• [Extract provided]
[start]

Data and Analytic Approach

Data availability varies from one international jurisdiction to another, but for many countries enough information is available to provide estimates of change for the 14-year period between 1995 and 2009. For 41 U.S. states, one can estimate the improvement trend for a 19-year period—from 1992 to 2011. Those time frames are extensive enough to provide a reasonable estimate of the pace at which student test-score performance is improving in countries across the globe and within the United States. To facilitate a comparison between the United States as a whole and other nations, the aggregate U.S. trend is estimated for that 14-year period and each U.S. test is weighted to take into account the specific years that international tests were administered. (Because of the difference in length and because international tests are not administered in exactly the same years as the NAEP tests, the results for each state are not perfectly calibrated to the international tests, and each state appears to be doing slightly better internationally than would be the case if the calibration were exact. The differences are marginal, however, and the comparative ranking of states is not affected by this discrepancy.)

[end]

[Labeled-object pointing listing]
[start]

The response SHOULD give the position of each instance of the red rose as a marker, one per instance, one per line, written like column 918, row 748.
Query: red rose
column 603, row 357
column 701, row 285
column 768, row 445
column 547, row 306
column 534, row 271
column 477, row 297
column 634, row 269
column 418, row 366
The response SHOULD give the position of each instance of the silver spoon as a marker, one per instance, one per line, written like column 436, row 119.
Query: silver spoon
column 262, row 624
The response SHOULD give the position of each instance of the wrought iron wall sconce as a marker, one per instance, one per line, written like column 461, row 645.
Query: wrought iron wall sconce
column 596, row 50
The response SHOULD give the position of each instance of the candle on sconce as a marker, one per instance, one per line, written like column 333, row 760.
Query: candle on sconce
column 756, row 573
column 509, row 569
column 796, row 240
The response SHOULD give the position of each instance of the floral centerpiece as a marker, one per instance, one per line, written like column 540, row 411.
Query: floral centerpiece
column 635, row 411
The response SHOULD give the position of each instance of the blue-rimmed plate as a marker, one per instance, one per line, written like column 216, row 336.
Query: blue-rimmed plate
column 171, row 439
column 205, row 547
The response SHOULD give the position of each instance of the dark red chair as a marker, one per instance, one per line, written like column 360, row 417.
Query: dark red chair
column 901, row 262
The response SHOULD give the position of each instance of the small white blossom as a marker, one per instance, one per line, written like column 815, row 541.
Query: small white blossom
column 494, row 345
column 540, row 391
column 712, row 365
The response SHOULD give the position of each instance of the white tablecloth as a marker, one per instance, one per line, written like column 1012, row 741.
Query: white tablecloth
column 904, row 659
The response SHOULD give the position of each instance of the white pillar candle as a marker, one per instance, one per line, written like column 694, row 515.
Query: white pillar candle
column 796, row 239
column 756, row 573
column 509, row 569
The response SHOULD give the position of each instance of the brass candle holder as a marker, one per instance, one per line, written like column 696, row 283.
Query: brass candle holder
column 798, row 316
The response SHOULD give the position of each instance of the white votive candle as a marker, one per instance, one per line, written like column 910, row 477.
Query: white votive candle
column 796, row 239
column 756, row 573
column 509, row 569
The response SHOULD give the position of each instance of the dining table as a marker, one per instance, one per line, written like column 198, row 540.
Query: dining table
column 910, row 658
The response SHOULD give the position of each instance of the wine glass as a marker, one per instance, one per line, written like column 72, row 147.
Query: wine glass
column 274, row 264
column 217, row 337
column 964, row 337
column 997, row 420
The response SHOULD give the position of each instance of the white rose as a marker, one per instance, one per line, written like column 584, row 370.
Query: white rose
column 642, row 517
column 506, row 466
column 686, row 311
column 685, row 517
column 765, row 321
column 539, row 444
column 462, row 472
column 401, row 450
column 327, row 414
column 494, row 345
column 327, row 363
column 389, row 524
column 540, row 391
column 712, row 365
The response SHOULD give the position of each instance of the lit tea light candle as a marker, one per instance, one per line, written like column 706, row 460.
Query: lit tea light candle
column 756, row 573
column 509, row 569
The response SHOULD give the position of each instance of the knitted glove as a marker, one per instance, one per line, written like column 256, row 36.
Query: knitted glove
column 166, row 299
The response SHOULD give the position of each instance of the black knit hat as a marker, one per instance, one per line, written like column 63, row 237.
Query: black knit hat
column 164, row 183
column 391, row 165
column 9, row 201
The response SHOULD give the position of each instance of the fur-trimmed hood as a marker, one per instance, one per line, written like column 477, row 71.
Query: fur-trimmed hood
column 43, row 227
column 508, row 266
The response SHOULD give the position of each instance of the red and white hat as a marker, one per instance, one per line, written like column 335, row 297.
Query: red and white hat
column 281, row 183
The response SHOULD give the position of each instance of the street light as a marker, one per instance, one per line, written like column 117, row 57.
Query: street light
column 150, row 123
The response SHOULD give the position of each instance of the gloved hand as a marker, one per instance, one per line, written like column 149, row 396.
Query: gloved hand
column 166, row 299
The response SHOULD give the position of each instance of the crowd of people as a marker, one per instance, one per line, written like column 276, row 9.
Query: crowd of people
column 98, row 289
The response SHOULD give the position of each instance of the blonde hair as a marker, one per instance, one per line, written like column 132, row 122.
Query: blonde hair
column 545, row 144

[end]

• [Goal 1]
Answer these questions using the data and analytic approach text above.
(a) Between which years can change be estimated for many countries?
(b) For how many U.S. states can a 19-year improvement trend be estimated?
(c) According to the text, how does the calibration discrepancy affect the comparative ranking of states?
• [Goal 2] Render this sentence from the data and analytic approach text above in Spanish: "Those time frames are extensive enough to provide a reasonable estimate of the pace at which student test-score performance is improving in countries across the globe and within the United States."
• [Goal 3] Condense the paragraph beginning "Data availability varies" in the data and analytic approach text above into a bulleted list that keeps its main facts.

• [Solution 1]
(a) Between 1995 and 2009.
(b) 41 states.
(c) The comparative ranking of states is not affected.

• [Solution 2] Esos períodos son lo suficientemente amplios como para ofrecer una estimación razonable del ritmo al que mejora el rendimiento de los estudiantes en las pruebas en países de todo el mundo y dentro de los Estados Unidos.

• [Solution 3]
- Data availability differs among international jurisdictions, but many countries have enough information to estimate change over the 14 years from 1995 to 2009.
- For 41 U.S. states, an improvement trend can be estimated over the 19 years from 1992 to 2011.
- These periods are long enough for a reasonable estimate of how fast student test-score performance is improving worldwide and within the United States.
- To compare the United States with other nations, the aggregate U.S. trend is estimated for the same 14-year period, and each U.S. test is weighted according to the years the international tests were given.
- Because of the different period lengths and testing years, state results are not perfectly calibrated to the international tests, so each state looks slightly better internationally than it would with exact calibration.
- The differences are marginal and do not change the comparative ranking of states.